## Data for processing
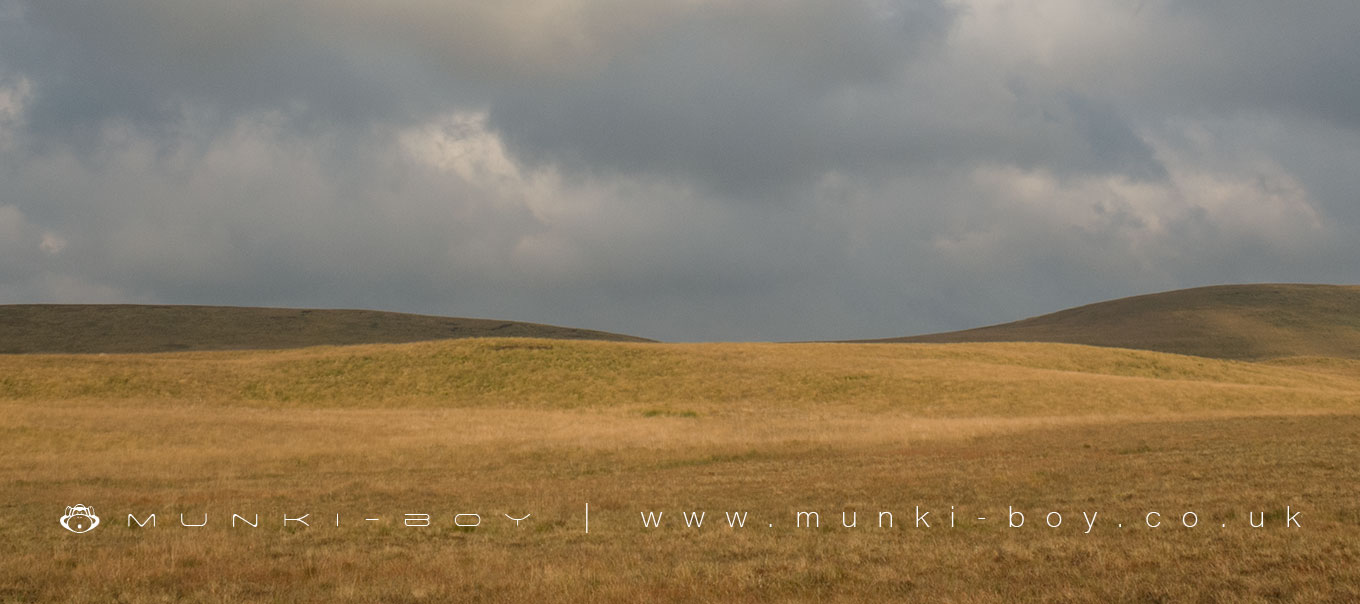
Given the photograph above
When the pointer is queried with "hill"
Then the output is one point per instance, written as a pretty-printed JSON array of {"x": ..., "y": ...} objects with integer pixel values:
[
  {"x": 1247, "y": 323},
  {"x": 146, "y": 328}
]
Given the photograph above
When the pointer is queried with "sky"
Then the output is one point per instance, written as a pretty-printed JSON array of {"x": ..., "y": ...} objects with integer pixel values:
[{"x": 676, "y": 169}]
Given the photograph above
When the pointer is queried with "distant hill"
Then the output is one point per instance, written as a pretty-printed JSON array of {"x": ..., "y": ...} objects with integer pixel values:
[
  {"x": 143, "y": 328},
  {"x": 1249, "y": 323}
]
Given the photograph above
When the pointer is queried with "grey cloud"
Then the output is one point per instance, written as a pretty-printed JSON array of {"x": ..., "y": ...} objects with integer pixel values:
[{"x": 680, "y": 169}]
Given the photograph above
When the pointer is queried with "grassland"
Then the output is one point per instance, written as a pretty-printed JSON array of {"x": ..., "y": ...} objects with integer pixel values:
[
  {"x": 499, "y": 426},
  {"x": 1253, "y": 321},
  {"x": 158, "y": 328}
]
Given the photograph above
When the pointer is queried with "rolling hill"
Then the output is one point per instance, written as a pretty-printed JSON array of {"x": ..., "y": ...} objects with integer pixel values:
[
  {"x": 144, "y": 328},
  {"x": 1246, "y": 323}
]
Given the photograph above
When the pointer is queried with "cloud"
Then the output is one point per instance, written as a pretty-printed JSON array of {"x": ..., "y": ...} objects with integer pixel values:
[{"x": 682, "y": 169}]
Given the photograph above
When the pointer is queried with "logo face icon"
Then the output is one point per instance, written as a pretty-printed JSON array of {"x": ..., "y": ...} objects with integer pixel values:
[{"x": 79, "y": 518}]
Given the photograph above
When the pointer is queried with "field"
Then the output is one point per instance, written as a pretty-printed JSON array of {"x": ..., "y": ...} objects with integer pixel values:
[
  {"x": 1243, "y": 321},
  {"x": 163, "y": 328},
  {"x": 513, "y": 426}
]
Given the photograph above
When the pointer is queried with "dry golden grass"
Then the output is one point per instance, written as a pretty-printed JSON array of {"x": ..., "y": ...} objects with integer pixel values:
[
  {"x": 513, "y": 426},
  {"x": 1243, "y": 321}
]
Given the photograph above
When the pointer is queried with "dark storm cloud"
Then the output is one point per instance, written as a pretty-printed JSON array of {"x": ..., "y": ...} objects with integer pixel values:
[{"x": 680, "y": 169}]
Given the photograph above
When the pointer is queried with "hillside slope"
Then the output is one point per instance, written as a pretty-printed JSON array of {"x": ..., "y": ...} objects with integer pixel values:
[
  {"x": 1255, "y": 321},
  {"x": 143, "y": 328}
]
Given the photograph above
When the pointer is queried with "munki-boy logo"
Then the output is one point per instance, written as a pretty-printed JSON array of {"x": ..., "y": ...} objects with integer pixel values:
[{"x": 79, "y": 518}]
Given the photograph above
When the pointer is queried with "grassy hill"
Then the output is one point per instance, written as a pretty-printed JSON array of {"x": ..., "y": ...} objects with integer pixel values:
[
  {"x": 143, "y": 328},
  {"x": 1257, "y": 321}
]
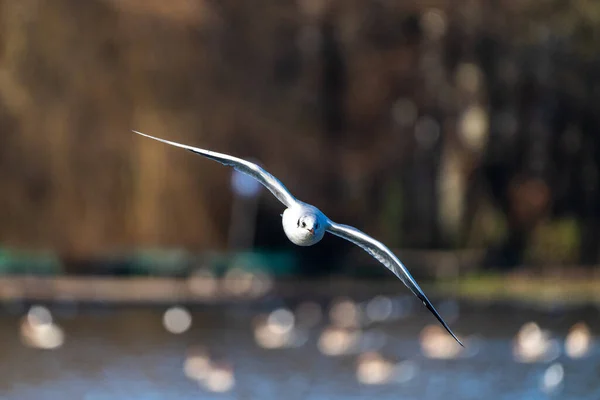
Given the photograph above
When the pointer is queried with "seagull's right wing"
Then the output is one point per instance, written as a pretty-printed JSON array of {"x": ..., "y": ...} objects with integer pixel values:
[
  {"x": 251, "y": 169},
  {"x": 385, "y": 256}
]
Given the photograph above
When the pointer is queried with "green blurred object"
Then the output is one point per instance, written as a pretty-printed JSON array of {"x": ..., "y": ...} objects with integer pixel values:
[
  {"x": 180, "y": 263},
  {"x": 271, "y": 262},
  {"x": 29, "y": 262}
]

## Given problem
Identify every line in the listing above that contains the word "logo" and copy each such line in full, one per line. Matching is case-sensitive.

## Exercise solution
When the pointer is queried with "logo face icon"
When the pointer is queried with "munki-boy logo"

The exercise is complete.